» Task brief
Return all of the entries exactly as written.
::: Information given
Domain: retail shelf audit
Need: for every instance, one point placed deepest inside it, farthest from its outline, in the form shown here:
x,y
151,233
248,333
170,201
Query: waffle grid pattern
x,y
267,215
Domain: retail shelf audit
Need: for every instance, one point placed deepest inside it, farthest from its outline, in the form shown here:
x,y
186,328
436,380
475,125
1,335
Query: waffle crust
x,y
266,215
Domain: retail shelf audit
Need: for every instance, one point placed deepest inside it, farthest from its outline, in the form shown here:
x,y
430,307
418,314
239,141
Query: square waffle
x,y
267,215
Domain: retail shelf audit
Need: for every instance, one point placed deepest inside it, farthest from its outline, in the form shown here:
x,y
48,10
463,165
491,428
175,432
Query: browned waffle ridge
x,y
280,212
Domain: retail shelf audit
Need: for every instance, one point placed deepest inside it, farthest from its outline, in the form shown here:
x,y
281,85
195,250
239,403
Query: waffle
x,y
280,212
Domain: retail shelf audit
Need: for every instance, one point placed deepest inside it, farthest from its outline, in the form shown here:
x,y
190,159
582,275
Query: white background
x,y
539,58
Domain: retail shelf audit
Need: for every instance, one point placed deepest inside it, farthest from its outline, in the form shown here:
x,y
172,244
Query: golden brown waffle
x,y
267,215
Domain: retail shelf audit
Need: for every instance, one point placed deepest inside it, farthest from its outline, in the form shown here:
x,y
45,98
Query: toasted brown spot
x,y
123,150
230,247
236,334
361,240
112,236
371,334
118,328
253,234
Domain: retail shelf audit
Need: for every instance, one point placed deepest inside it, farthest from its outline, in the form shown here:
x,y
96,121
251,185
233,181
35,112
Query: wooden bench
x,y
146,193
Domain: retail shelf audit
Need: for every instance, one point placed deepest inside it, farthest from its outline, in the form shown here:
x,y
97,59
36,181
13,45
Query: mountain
::::::
» Solution to this exercise
Domain: retail shelf audit
Need: for every instance, one point placed deepest inside it, farthest from its outline, in the form shown here:
x,y
151,233
248,333
170,201
Query: waffle grid pattern
x,y
267,215
Domain: retail shelf audit
Need: for every instance, one point placed deepest inside it, farthest from its outline, in the form shown here:
x,y
186,328
436,380
475,125
1,335
Query: waffle crust
x,y
266,215
Domain: retail shelf audit
Need: for every instance, one point placed deepest inside it, farthest from its outline, in the form shown here:
x,y
430,307
418,314
239,141
Query: square waffle
x,y
267,215
Domain: retail shelf audit
Need: for every instance, one point placed deepest inside it, farthest from its outline, in the form shown here:
x,y
48,10
463,165
491,428
175,432
Query: browned waffle ridge
x,y
280,212
Domain: retail shelf audit
Need: for every instance, one point placed deepest inside it, farthest from its outline, in the form shown here:
x,y
281,85
195,250
239,403
Query: waffle
x,y
280,212
Domain: retail shelf audit
Need: for every instance, one point placed deepest inside it, farthest from its outline, in the form shown here:
x,y
190,159
582,275
Query: white background
x,y
539,58
Domain: retail shelf audit
Need: for every instance, one point placed deepest inside it, farthest from its outline, in the form shown here:
x,y
172,244
Query: golden brown waffle
x,y
267,215
Domain: retail shelf audit
Need: for every instance, one point placed deepest inside it, farthest from its outline, in the form shown here:
x,y
45,98
Query: toasted brown spot
x,y
123,150
230,247
236,334
361,240
112,236
371,334
118,328
253,234
Domain: retail shelf audit
Need: for every instance, one point placed deepest inside it, farthest from its outline, in the form shown here:
x,y
96,121
251,185
233,181
35,112
Query: wooden bench
x,y
146,193
Domain: retail shelf audit
Need: for every instance, one point placed deepest inside it, farthest from its outline, in the form shown here:
x,y
97,59
36,181
13,45
Query: mountain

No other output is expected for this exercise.